### TASK GOAL
Report each line of the items below that contains the word "tuxedo". Case counts.
====== SUPPLIED MATERIAL
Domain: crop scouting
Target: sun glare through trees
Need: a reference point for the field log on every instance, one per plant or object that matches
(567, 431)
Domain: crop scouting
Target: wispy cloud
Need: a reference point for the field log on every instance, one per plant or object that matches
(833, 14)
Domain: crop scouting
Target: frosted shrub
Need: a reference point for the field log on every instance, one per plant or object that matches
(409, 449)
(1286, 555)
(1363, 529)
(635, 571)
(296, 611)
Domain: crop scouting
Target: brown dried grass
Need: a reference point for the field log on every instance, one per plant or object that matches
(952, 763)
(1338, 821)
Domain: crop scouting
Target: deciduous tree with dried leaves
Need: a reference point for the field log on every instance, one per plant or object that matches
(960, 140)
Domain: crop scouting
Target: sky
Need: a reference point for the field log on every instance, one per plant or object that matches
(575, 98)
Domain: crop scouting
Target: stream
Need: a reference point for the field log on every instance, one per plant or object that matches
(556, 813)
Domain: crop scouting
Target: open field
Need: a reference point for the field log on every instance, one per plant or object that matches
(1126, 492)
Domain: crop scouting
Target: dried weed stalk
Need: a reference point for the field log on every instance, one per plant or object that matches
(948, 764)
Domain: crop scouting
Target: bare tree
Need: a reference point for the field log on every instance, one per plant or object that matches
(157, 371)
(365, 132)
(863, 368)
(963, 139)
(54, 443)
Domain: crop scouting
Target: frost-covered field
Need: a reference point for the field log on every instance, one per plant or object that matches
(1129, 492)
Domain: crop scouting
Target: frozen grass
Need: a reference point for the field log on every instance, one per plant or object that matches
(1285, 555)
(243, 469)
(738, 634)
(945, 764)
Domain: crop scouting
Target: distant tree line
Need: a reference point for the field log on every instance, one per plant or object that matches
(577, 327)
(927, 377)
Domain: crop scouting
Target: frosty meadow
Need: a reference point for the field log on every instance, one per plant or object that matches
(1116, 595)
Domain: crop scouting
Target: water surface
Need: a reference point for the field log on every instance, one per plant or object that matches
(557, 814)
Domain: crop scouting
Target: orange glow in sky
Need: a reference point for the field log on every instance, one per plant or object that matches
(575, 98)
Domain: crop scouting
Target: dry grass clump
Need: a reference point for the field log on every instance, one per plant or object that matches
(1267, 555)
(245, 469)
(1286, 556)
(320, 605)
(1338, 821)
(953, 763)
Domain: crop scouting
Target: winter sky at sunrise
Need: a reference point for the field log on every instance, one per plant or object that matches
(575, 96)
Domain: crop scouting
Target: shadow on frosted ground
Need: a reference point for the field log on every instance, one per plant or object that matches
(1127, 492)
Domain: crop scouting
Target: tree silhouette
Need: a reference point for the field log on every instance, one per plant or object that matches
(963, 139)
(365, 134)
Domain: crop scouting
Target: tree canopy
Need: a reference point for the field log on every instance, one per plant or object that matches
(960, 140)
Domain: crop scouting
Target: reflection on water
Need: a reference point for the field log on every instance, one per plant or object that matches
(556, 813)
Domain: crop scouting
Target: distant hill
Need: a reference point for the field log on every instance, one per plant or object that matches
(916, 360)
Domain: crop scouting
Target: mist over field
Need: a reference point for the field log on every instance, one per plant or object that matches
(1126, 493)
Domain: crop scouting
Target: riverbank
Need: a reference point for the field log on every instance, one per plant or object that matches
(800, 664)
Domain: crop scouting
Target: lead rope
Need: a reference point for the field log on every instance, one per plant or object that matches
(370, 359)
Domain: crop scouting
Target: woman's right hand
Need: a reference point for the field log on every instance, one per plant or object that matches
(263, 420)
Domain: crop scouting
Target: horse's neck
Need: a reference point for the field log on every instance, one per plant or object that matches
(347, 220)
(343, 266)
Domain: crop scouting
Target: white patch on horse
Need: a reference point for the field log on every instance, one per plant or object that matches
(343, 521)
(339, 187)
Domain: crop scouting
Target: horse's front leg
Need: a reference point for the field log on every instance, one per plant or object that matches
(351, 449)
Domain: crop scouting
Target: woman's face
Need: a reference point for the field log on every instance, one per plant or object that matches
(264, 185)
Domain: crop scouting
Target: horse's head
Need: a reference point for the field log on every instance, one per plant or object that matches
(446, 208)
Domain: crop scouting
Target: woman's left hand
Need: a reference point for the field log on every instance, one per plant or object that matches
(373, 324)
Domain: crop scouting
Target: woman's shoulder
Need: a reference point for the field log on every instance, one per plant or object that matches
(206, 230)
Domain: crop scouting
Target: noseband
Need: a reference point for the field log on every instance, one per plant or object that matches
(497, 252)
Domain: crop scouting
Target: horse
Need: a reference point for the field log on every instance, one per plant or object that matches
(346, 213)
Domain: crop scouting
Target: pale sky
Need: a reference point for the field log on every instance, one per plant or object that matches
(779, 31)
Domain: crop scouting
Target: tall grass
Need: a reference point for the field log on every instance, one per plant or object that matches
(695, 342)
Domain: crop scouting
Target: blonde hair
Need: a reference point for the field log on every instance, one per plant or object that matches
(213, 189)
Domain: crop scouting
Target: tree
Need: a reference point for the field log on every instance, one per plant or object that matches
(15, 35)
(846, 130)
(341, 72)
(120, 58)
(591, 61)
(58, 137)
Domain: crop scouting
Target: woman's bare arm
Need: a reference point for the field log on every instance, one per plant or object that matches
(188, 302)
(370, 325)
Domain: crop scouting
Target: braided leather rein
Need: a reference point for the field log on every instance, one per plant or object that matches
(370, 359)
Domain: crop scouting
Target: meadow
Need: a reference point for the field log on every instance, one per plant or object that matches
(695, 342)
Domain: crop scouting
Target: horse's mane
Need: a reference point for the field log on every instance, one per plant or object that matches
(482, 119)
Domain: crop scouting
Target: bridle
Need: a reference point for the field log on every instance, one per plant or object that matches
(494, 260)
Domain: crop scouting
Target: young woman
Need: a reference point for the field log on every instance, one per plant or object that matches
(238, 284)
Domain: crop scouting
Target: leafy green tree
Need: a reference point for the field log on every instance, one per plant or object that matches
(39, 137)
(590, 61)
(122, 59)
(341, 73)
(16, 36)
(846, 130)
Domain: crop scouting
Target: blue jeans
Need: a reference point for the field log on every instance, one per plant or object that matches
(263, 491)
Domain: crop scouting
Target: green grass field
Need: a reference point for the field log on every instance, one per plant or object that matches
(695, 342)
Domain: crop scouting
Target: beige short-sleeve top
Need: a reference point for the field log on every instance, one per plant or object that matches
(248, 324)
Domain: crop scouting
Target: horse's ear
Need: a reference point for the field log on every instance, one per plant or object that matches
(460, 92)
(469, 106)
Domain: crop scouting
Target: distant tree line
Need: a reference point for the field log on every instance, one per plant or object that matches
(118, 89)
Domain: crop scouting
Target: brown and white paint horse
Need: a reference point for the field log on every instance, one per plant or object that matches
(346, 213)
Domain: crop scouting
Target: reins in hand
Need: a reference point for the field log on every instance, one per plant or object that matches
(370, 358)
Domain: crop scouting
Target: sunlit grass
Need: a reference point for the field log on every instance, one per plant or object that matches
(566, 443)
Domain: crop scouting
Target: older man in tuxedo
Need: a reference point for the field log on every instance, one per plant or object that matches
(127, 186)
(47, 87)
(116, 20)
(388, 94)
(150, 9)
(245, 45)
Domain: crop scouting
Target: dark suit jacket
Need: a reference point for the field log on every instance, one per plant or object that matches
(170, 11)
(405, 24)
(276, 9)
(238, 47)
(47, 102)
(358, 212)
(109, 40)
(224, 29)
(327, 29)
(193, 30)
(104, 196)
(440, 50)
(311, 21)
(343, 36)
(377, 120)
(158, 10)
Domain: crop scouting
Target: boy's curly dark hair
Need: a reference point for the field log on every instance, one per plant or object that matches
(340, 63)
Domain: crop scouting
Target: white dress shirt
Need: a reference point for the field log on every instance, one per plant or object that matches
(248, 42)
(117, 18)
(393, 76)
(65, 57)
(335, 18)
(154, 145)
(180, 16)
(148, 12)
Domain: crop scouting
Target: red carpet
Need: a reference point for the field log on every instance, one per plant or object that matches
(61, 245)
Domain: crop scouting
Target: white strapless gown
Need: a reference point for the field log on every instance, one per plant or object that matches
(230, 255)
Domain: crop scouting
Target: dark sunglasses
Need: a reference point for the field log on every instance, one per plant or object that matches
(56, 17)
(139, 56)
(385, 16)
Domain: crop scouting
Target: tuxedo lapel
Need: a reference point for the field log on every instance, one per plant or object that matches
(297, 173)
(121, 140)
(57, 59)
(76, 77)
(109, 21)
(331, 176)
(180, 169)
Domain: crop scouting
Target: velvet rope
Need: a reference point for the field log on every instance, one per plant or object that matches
============
### WRITTEN SOLUTION
Target: older man in tuxedo
Target: tuxedo lapel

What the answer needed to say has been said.